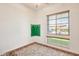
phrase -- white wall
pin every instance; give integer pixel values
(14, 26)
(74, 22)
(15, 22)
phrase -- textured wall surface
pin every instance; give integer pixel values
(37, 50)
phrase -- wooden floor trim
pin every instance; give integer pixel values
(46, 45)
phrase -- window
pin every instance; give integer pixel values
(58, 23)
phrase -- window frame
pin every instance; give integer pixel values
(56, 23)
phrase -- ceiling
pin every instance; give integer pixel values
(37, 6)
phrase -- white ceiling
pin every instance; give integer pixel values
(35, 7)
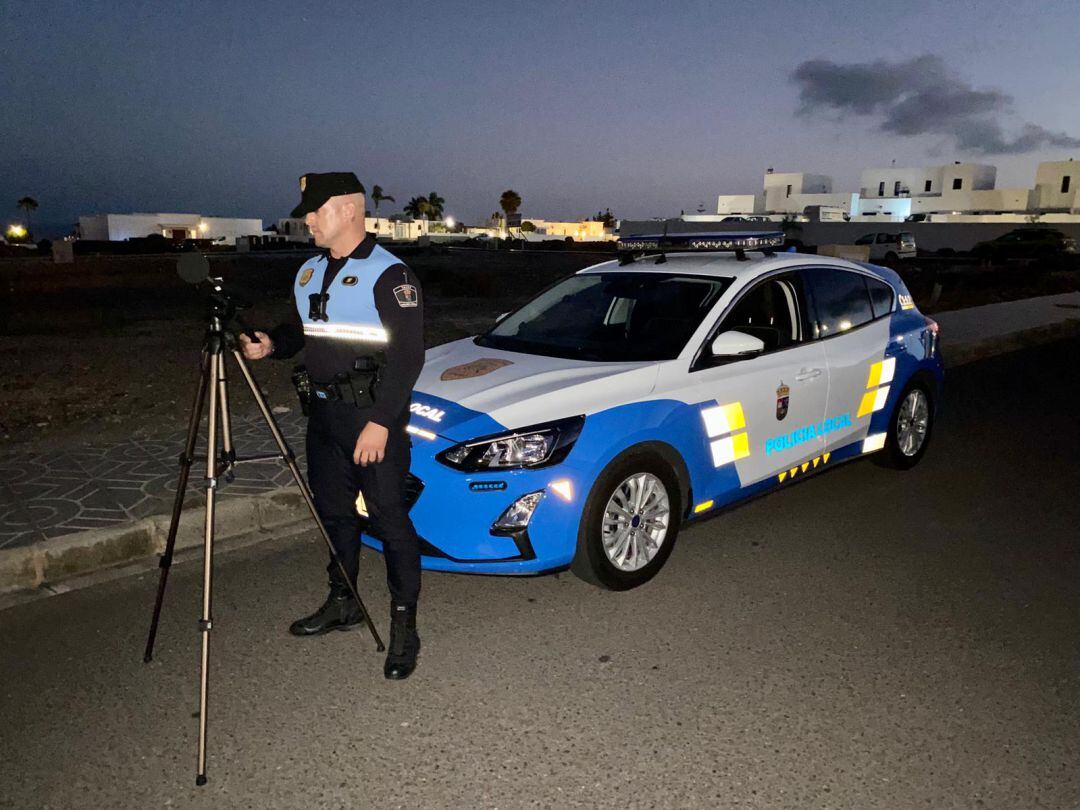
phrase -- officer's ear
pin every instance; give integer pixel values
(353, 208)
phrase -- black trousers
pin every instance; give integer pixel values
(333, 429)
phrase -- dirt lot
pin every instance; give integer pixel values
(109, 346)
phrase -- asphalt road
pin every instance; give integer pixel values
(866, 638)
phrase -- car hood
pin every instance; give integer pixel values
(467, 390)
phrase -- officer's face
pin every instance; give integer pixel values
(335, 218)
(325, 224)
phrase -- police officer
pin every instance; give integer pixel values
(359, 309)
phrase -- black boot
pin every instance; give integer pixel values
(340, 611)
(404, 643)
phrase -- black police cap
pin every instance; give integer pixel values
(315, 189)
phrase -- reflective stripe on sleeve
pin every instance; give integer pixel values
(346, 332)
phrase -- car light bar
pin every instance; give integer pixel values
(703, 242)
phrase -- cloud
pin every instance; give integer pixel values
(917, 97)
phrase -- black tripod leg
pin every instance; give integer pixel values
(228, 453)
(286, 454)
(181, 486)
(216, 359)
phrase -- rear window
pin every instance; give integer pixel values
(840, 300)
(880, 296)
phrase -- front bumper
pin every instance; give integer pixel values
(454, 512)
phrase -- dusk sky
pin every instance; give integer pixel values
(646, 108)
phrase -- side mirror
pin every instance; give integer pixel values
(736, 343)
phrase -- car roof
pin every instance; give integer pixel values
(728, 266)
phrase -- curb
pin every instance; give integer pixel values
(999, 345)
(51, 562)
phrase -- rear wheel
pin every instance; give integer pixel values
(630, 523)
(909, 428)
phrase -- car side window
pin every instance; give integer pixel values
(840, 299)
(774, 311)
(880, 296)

Task instructions - Give all the records above as a two-column CSV with the headers text and answer. Make one row per phrase, with the phrase and its pin instruction in text and its points in answer, each field in quotes, line breaks turned into spaces, and the pictures left out.

Task answer -
text,answer
"phrase -- white wall pin every instance; give integer pixel values","(14, 26) (74, 22) (15, 22)"
"phrase -- textured wall surface pin every instance; give integer pixel values","(37, 50)"
"phrase -- wooden floor trim pin every instance; give integer pixel values","(46, 45)"
"phrase -- window pin every instance; give integer pixel values","(58, 23)"
"phrase -- window frame pin every instance; give integer pixel values","(56, 23)"
"phrase -- ceiling pin every instance; give integer pixel values","(37, 6)"
"phrase -- white ceiling pin every instance; give integer pixel values","(35, 7)"
"phrase -- officer's ear pin every instance; give integer pixel values","(353, 208)"
"phrase -- black trousers pin every instance; give integer pixel values","(333, 429)"
"phrase -- dirt lot pin every instance; give integer pixel values","(109, 346)"
"phrase -- asphalt road pin every instance; give integer pixel values","(866, 638)"
"phrase -- car hood pin every instance; give integer pixel values","(467, 390)"
"phrase -- officer's face pin every instance; give integer pixel values","(335, 218) (325, 224)"
"phrase -- police officer pin every instance; give integer pixel values","(359, 309)"
"phrase -- black boot pin every instance; give integer pixel values","(340, 611) (404, 643)"
"phrase -- black police cap pin every instance; give integer pixel values","(315, 189)"
"phrase -- reflective stripe on sleeve pin every instance; give integer pixel values","(346, 332)"
"phrase -- car light bar pin every instance; give integer pixel values","(703, 242)"
"phrase -- cloud pin every instance; give integer pixel values","(917, 97)"
"phrase -- black tripod leg pin every instance; give integer pixel values","(228, 453) (286, 454) (181, 486) (216, 359)"
"phrase -- rear window pin every instance; give integer pixel values","(840, 300) (880, 296)"
"phrase -- front bumper pin every instance; give integer pixel values","(454, 512)"
"phrase -- dusk sky pin every instance; give integer pixel values","(646, 108)"
"phrase -- side mirror pin every instance; give integer pixel values","(736, 343)"
"phrase -- car roof pin every instance; give integer pixel values","(728, 266)"
"phrase -- curb pin every instance; give integer pixel values","(999, 345) (51, 562)"
"phrase -- rear wheel pin every instance; give integer pixel values","(630, 523) (909, 428)"
"phrase -- car side window pin every instance; give integer pixel values","(840, 299) (774, 311) (880, 296)"